• _To-do list_
1. Using the passage on threshold concepts, explain in one to three sentences why the Project Team set out to study threshold concepts at the doctoral level.
2. Summarize the passage on threshold concepts in two sentences.

[start Extracted text]

Background and reference to relevant literature
Research at the doctoral level has critical points when students make ‘learning leaps', moving their work beyond descriptive fact-finding, to conceptual levels of understanding. These ‘aha' moments represent ‘leaps of faith' beyond their comfort zones when students acquire new ways of seeing their research. Thus, they experience conceptual paradigm shifts regarding their research and themselves. Meyer and Land's (2003) notion of ‘threshold concepts' encapsulates such ‘new ways of seeing.' They identify core learning outcomes with examples from pure maths (complex numbers; limits); literary studies (signification); and economics (opportunity cost). Their evidence shows that a threshold concept will be:
‘transformative' - leading to significant, and probably irreversible, shifts in perception;
‘integrative' - exposing previously hidden interrelatedness of something;
‘bounded' - bordering into new conceptual areas;
‘troublesome' - conceptually difficult, counter-intuitive or alien.
Students passing through the ‘portal' opened by a threshold concept experience change in their use of symbolic language, understanding of their discipline and conceptual appreciation of research issues. Threshold crossing also involves a state of liminality, whereby students ‘strip away' the old and pass into the new. However, they may be stuck in this liminal state between older understandings and new appreciation of concepts (Land et al, 2005). Here, ‘mimicry' may be employed as if they have elevated status within their discipline community (Meyer and Land, 2005). The mimicry displayed when passing through a conceptual threshold is distinguishable from ritualised ‘parrot fashion' learning. Thus, liminality is when students are on the threshold of deeper conceptual understandings, often becoming frustrated, losing confidence or dropping out (Land et al, 2005; Trafford 2007).
Like Meyer and Land we believe that "Gaining clearer insights into why some students find it troublesome both to understand and to express particular threshold concepts, and into why certain students undergo a transformational or even creative experience in what we have termed the liminal space of learning, whilst others clearly get 'stuck', is...a quest well worth pursuing" (Meyer and Land, 2005). Investigations into discipline-based epistemological and pedagogical aspects of ‘threshold concepts' occur within economics, Reimann and Jackson (2003), Shanahan et al (2006); within accounting, Davis and Mangan (2005), Lucas and Mladenovic (2006); within health professions Clouder (2005); and, within geography, GEES colleagues (2006). These studies focus on undergraduate learning rather than doctoral study.
The Project Team (Team) has sought to remedy this imbalance. At the doctoral level we have identified and explored (A) Discipline-specific threshold concepts; (B) Generic conceptual thresholds. We conclude that doctoral conceptual threshold crossing includes:
ontological shifts - security of self is challenged;
epistemological shifts - knowledge is problematised and deepened.

[end Extracted text]
[start Extracted entries]

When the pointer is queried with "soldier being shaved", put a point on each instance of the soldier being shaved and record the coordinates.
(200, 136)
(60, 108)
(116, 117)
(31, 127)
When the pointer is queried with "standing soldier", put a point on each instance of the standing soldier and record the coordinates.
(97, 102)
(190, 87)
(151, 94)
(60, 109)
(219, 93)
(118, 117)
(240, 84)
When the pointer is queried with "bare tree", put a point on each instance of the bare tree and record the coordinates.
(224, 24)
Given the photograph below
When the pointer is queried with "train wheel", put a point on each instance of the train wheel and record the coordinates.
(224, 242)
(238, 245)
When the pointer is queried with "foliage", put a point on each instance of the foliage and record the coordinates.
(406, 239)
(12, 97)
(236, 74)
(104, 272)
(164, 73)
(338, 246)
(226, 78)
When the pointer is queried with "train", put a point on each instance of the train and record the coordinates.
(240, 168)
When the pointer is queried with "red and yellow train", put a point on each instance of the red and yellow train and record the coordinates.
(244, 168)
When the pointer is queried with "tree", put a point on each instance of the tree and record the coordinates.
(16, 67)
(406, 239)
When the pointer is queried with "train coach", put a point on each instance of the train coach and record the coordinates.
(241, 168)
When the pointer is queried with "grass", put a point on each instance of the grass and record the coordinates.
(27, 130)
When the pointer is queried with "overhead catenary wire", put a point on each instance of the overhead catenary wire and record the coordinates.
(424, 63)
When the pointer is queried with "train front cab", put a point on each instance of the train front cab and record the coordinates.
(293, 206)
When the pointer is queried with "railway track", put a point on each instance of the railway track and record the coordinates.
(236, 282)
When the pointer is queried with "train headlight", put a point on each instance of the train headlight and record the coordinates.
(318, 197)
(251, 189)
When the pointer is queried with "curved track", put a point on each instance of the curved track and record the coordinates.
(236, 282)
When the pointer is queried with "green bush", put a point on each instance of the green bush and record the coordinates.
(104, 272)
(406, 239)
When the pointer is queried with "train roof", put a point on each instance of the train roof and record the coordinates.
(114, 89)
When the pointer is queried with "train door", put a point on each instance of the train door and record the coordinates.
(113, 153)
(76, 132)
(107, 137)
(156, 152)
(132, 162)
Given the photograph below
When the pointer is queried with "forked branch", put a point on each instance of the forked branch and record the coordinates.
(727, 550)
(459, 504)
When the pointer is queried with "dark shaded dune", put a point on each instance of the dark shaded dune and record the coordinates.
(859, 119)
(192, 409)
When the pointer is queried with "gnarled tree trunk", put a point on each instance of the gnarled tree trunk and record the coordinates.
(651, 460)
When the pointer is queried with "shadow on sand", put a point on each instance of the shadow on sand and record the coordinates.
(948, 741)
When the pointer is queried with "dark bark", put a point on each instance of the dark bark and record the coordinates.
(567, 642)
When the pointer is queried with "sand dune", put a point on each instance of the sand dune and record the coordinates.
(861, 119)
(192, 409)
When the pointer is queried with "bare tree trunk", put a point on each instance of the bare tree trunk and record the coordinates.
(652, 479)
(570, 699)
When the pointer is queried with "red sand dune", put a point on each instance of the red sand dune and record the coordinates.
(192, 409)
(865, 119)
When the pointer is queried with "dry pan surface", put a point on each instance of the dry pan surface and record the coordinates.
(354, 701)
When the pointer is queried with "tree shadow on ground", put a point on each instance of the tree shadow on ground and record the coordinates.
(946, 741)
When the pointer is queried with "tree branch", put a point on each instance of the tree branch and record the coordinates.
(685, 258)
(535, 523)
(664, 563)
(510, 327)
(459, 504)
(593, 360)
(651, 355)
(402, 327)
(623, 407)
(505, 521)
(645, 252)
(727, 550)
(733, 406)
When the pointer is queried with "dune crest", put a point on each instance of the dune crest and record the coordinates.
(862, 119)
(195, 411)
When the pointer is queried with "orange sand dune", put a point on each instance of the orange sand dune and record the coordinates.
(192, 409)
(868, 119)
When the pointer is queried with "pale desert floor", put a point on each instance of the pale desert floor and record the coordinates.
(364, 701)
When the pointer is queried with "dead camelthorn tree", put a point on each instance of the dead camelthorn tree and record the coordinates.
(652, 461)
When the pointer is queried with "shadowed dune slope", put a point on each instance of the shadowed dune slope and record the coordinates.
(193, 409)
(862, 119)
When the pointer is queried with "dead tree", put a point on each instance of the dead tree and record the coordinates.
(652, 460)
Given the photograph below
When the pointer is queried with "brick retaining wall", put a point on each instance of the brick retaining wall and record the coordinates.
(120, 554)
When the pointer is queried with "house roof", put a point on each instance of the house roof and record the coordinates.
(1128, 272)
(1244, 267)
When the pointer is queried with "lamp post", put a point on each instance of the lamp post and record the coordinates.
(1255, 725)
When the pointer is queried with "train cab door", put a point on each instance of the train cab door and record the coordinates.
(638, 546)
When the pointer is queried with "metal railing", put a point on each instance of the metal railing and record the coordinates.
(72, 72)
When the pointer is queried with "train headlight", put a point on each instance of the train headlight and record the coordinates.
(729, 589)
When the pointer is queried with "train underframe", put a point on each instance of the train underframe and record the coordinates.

[end Extracted entries]

• _Results in order_
1. Earlier studies of threshold concepts in economics, accounting, health professions and geography looked at undergraduate learning rather than doctoral study. The Team wanted to remedy that imbalance, so it identified and explored discipline-specific threshold concepts and generic conceptual thresholds among doctoral students.

2. Doctoral students reach points where they move from describing facts to conceptual understanding, which Meyer and Land's idea of threshold concepts describes as transformative, integrative, bounded and troublesome, though students can get stuck in a liminal state and become frustrated, lose confidence or drop out. Because past studies focused on undergraduates, the Project Team explored threshold concepts at the doctoral level and concluded that crossing them involves ontological shifts that challenge security of self and epistemological shifts that problematize and deepen knowledge.